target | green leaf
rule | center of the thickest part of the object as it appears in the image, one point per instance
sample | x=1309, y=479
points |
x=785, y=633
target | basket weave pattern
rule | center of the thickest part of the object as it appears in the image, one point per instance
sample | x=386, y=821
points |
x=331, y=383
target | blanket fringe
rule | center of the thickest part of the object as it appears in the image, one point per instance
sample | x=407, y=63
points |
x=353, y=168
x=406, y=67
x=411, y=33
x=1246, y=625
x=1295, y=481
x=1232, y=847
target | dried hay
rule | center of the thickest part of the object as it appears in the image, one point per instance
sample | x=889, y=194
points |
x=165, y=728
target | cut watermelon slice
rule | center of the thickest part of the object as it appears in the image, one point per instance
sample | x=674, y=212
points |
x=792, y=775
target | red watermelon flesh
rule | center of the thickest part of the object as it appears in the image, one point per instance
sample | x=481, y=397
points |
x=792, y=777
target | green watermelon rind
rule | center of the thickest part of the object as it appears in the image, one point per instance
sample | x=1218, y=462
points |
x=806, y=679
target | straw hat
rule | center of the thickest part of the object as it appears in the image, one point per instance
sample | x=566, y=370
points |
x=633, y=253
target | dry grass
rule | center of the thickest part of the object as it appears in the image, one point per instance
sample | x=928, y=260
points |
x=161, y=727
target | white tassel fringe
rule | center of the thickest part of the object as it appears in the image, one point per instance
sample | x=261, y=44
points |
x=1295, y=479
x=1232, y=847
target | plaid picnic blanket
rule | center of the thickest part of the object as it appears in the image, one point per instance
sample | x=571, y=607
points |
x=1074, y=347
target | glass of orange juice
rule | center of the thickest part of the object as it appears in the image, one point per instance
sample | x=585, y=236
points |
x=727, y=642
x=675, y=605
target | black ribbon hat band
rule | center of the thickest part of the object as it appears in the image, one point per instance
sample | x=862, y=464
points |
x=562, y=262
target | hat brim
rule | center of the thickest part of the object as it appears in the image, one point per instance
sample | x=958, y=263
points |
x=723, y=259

**PROBLEM TO WORK ON**
Repeat each line above exactly as it stands.

**RESULT FOR THIS TASK**
target | green leaf
rule | center of the thickest part of the object as it appears in the image, one point per instance
sample | x=1309, y=479
points |
x=785, y=633
target | basket weave pattern
rule | center of the thickest part of the object as it appears in the image, one point per instance
sample | x=386, y=821
points |
x=331, y=383
target | blanket fringe
rule | center of the thickest part of the object as it appears in the image, one point per instance
sample | x=407, y=63
points |
x=353, y=168
x=406, y=67
x=411, y=33
x=1246, y=625
x=1295, y=481
x=1232, y=847
target | dried hay
rule | center of the thickest part of the object as it appears in the image, one point per instance
sample | x=889, y=194
points |
x=165, y=728
target | cut watermelon slice
rule | center of the thickest part of the object as it appears in the image, one point per instance
sample | x=674, y=212
points |
x=792, y=775
target | red watermelon flesh
rule | center of the thickest part of the object as it appears in the image, one point per instance
sample | x=481, y=397
points |
x=792, y=777
target | green watermelon rind
rule | center of the thickest part of the object as it appears in the image, one point per instance
sample | x=1218, y=462
points |
x=806, y=679
target | straw hat
rule | center of the thickest part of the object as it appears in the image, one point per instance
sample | x=566, y=370
points |
x=633, y=253
target | dry grass
rule | center of the thickest part of the object as it appears in the image, one point per instance
sample | x=928, y=260
points |
x=161, y=727
target | white tassel fringe
rule | center of the thickest part of the object as it appears in the image, one point per instance
sample | x=261, y=44
points |
x=1295, y=479
x=1232, y=847
target | plaid picnic blanket
rule | center of the thickest part of the object as it appears in the image, one point per instance
sample | x=571, y=607
points |
x=1074, y=347
target | glass of orange juice
rule | center of the thickest part of the object as it appears in the image, one point per instance
sample | x=585, y=236
points |
x=727, y=642
x=675, y=605
target | black ribbon hat band
rule | center of the thickest part of the object as it appears in the image, one point per instance
sample | x=862, y=464
points |
x=562, y=262
target | hat brim
rule | center of the thickest part of the object as it appears in the image, one point per instance
sample | x=958, y=263
points |
x=723, y=259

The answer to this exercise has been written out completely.